Extrait du document.
------------------------
CJCE, 5e ch., 14 juillet 1983, n° 174-82
COUR DE JUSTICE DES COMMUNAUTÉS EUROPÉENNES
Arrêt
PARTIES
Défendeur :
Sandoz BV
LA COUR,
1. Par jugement du 3 mai 1982, parvenu à la Cour le 28 juin 1982, l'Economische Politierechter (juge de police économique) de l'Arrondissementsrechtbank de's-Hertogenbosch a posé, en vertu de l'article 177 du traité CEE, trois questions préjudicielles relatives à l'interprétation des dispositions du traité CEE en matière de libre circulation des marchandises à l'intérieur de la Communauté, et notamment de l'article 36 de ce traité.
2. Ces questions ont été soulevées dans le cadre d'une procédure pénale engagée contre la société Sandoz BV, à Uden, pour avoir, sans l'autorisation du ministre compétent, vendu et livré aux Pays-Bas, des denrées alimentaires et des boissons destinées au commerce et à la consommation humaine, auxquelles de la vitamine avait été ajoutée.
------------------------
Travail demandé.
Transcrivez fidèlement le passage de l'arrêt en commençant par « CJCE, 5e ch., 14 » et en poursuivant jusqu'à « avait été ajoutée. » inclus. La liste qui suit n'a aucun rapport avec l'arrêt.
------------------------
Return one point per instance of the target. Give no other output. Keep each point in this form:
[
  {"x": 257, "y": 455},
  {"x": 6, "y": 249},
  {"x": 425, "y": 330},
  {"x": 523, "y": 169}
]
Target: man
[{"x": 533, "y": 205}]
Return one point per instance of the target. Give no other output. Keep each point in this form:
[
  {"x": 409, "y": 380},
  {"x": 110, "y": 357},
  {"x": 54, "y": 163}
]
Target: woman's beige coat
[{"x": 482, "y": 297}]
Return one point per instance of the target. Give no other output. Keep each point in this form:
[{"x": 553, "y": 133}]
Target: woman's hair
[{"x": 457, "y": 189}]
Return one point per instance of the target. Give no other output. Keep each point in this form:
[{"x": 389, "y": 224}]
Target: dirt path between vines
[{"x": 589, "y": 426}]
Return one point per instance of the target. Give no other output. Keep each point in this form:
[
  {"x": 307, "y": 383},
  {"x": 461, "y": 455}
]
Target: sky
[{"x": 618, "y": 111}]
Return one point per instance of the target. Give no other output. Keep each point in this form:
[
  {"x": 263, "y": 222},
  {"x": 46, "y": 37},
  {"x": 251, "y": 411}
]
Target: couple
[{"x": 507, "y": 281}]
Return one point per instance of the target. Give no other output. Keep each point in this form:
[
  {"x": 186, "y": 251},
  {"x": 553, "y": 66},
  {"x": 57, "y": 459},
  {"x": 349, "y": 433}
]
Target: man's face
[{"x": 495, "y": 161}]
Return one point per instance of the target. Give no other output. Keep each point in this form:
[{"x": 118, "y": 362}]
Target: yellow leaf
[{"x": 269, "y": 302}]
------------------------
Corrigé de l'exercice.
CJCE, 5e ch., 14 juillet 1983, n° 174-82
COUR DE JUSTICE DES COMMUNAUTÉS EUROPÉENNES
Arrêt
PARTIES
Défendeur :
Sandoz BV
LA COUR,
1. Par jugement du 3 mai 1982, parvenu à la Cour le 28 juin 1982, l'Economische Politierechter (juge de police économique) de l'Arrondissementsrechtbank de's-Hertogenbosch a posé, en vertu de l'article 177 du traité CEE, trois questions préjudicielles relatives à l'interprétation des dispositions du traité CEE en matière de libre circulation des marchandises à l'intérieur de la Communauté, et notamment de l'article 36 de ce traité.
2. Ces questions ont été soulevées dans le cadre d'une procédure pénale engagée contre la société Sandoz BV, à Uden, pour avoir, sans l'autorisation du ministre compétent, vendu et livré aux Pays-Bas, des denrées alimentaires et des boissons destinées au commerce et à la consommation humaine, auxquelles de la vitamine avait été ajoutée.